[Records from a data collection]

┌──

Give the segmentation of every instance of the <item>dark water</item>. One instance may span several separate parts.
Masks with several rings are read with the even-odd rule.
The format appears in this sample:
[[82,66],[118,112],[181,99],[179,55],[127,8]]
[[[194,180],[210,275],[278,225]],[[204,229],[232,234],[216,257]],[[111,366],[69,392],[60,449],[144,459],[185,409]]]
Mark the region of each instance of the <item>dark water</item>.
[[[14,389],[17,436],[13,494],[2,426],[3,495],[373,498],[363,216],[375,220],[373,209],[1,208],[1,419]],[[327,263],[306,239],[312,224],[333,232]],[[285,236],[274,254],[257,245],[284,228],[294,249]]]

└──

Task item – Going through the records, work out how many lines contain the word "several". Please answer with the number only.

Solution to this problem – 2